▶ _Short exercise_: Write out the records below again with "pixel coordinates" replaced by "image coordinates" everywhere it occurs, and change nothing else. Omit the pictures from your answer.

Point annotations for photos
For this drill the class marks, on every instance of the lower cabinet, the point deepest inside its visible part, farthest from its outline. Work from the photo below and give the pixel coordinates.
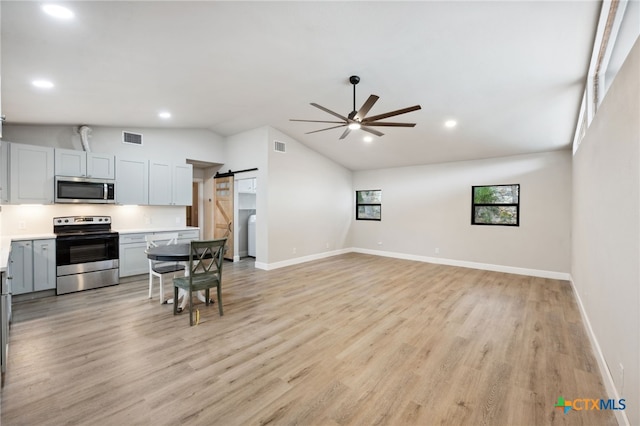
(133, 260)
(33, 265)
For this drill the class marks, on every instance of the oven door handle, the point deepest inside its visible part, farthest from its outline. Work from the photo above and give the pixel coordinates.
(86, 237)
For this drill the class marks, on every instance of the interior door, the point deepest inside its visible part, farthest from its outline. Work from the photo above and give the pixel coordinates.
(223, 212)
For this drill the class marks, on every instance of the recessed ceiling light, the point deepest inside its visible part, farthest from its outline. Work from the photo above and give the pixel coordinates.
(57, 11)
(42, 84)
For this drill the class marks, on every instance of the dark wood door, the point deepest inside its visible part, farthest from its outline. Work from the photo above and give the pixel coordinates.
(223, 212)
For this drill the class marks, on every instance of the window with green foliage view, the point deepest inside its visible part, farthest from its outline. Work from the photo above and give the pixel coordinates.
(495, 205)
(369, 205)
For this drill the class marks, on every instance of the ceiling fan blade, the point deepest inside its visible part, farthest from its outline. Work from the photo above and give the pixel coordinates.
(386, 123)
(335, 114)
(316, 121)
(364, 109)
(391, 114)
(373, 131)
(328, 128)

▶ _Completed exercise_:
For this drill the class marks, on every instance of the lower cabinet, the point deepest inside its visible part, farthest from its outline. Work from the photo below and give the image coordinates.
(133, 260)
(33, 265)
For this drill the class marks, on every instance of the oven door handle, the point deepest inside its visible part, farthest from its outline. Work from the photo above and give the image coordinates.
(86, 237)
For this drill the class marks, on every instance of the interior door, the point deepest inside its visible part, farthest from its outline. Work from the photo above and give the image coordinates.
(223, 212)
For this drill the class marks, on every instance of the recessed ceiling light, the point deepest inside its visible part, farthest from its outline. Work from the photo above and give the image coordinates.
(57, 11)
(42, 84)
For this drill the class marks, on every instance of the dark wood door, the point deepest inside its visible part, farthest from its outline. Work from the photo above and give the image coordinates.
(223, 212)
For this drill the class marks, on every instance of the window with green foliage view, the point deepest inside its visible part, farthest from its outline. Work from the photo above and give the image coordinates.
(495, 205)
(369, 205)
For this drill the class marks, on every instance of the ceiling fan blade, the point deepest inside its visible part, farthest from its outline. Work from the photo above and give the image coordinates.
(386, 123)
(335, 114)
(316, 121)
(364, 109)
(391, 114)
(373, 131)
(328, 128)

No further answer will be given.